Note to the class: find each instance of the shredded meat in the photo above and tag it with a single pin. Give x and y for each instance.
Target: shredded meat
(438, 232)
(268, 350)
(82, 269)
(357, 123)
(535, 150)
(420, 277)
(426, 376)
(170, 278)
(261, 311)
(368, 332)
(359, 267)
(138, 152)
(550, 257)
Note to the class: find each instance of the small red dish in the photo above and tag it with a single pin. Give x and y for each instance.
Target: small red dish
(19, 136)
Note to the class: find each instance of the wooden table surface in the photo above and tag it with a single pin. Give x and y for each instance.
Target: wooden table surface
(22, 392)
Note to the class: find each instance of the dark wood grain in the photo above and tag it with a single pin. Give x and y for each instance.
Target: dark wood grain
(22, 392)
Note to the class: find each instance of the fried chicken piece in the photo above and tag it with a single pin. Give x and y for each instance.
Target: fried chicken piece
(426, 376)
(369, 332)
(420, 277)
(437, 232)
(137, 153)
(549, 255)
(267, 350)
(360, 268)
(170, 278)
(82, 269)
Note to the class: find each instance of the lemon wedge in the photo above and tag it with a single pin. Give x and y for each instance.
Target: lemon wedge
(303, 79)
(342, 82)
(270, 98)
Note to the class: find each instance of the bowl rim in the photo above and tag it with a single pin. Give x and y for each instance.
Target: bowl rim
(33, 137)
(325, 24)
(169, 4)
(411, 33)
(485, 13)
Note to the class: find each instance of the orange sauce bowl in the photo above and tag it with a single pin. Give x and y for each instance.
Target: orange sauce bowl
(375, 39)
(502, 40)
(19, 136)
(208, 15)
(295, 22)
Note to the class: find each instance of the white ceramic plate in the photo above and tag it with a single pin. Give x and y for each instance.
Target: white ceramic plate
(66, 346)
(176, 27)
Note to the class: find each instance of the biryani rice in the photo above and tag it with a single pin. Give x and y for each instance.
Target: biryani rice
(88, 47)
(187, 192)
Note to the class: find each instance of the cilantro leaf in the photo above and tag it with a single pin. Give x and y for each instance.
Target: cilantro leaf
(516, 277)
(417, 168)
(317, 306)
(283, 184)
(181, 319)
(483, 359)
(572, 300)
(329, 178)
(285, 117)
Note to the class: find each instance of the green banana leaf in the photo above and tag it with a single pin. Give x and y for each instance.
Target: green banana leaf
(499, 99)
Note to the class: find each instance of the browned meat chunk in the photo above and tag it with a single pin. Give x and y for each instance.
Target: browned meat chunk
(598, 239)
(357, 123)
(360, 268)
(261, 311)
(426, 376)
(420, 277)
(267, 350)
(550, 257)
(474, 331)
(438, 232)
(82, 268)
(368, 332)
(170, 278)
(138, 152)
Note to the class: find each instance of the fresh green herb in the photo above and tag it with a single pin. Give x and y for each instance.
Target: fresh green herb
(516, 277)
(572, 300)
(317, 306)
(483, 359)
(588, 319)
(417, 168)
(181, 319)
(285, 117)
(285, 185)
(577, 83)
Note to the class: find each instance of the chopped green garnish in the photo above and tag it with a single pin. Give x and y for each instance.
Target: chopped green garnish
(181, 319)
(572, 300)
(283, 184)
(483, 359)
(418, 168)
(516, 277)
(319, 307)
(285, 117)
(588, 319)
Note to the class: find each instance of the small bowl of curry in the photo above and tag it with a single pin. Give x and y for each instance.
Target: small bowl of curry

──────

### What to do:
The records above should all be quoted exactly, please.

### Result of this exercise:
Note to the class: find each instance of the shredded meat in the photo above and tag it with a single pin. Give x and y for each instance.
Target: shredded meat
(438, 232)
(268, 350)
(82, 269)
(357, 123)
(535, 150)
(420, 277)
(426, 376)
(170, 278)
(261, 311)
(368, 332)
(359, 267)
(138, 152)
(550, 257)
Note to the class: find each instance of the small red dish in the photo above and tag it with a single pin. Give x and y for each instance.
Target: small red dish
(19, 136)
Note to the class: find each instance of the wooden table surface in the photo above and tag it with a single pin. Give x and y for each instance.
Target: wooden table surface
(22, 392)
Note to the class: find each instance of the dark wood grain in the photo above and tag it with a single pin. Give x and y for each instance.
Target: dark wood grain
(22, 392)
Note to the class: find each instance of the fried chicken piece in the photo above and tag it with a single pin. Give x and y for each instance.
Target: fried chicken piece
(426, 376)
(369, 332)
(420, 277)
(437, 232)
(137, 153)
(549, 255)
(267, 350)
(360, 268)
(170, 278)
(82, 269)
Note to the class: find each instance of the lemon wedge in the photo above and tag it with a single pin. Give x and y for each instance.
Target: lemon wedge
(303, 79)
(342, 82)
(270, 98)
Note to the class: find each instance of the bowl rim in the photo above and tag it with a single pin. Give x and y for each instance.
Target: bowl rim
(33, 137)
(325, 24)
(169, 4)
(411, 33)
(485, 13)
Note to the class: find each instance of the orange sauce bowl in the photo above and tag it with a single pin. Give x and y for each instance.
Target: orange sauce bowl
(375, 39)
(502, 40)
(19, 136)
(208, 15)
(295, 22)
Note to the class: find each instance of the white ceramic plate in the photo above and tag it with a single pin. Give x and y for each instance.
Target: white ceramic plate
(66, 346)
(176, 27)
Note to the class: find each instance of the biryani rice in the photo above and tag it with a single pin. Give x and y for each instance.
Target: biryani rice
(88, 47)
(187, 192)
Note to the class: find each instance of the cilantro leaf in the photo above and tag it with a single pin. Give x and y for each instance.
Target: cilantro leaf
(516, 277)
(417, 168)
(317, 306)
(283, 184)
(181, 319)
(483, 359)
(572, 300)
(329, 178)
(285, 117)
Note to the class: find each instance of the green banana leaf in the photo above and tag it with a single pin. Give x and y for each instance.
Target: green banana leaf
(499, 99)
Note to the class: find each instance of the browned meat chunk in the photo above and tag it with a single pin. Give x and y for each instance.
Target: browned meat chunk
(598, 239)
(357, 123)
(360, 268)
(261, 311)
(426, 376)
(420, 277)
(267, 350)
(550, 257)
(474, 331)
(438, 232)
(82, 268)
(368, 332)
(170, 278)
(138, 152)
Note to the class: find each instance of the fresh green herb in the photo above and tag it with a single pin. Give x and y for each instance.
Target: fresh green herb
(516, 277)
(572, 300)
(317, 306)
(483, 359)
(588, 319)
(417, 168)
(181, 319)
(285, 117)
(285, 185)
(577, 83)
Note to the class: find each instance of the chopped green garnish in the photo above and tag it with a single pin. Give x and y for each instance.
Target: chopped green garnish
(181, 319)
(572, 300)
(283, 184)
(483, 359)
(418, 168)
(516, 277)
(319, 307)
(285, 117)
(588, 319)
Note to the class: find each instance of the small bowl of curry in the photo above and tag it with a single pin. Give x and y for each instance.
Target: small bowl of curry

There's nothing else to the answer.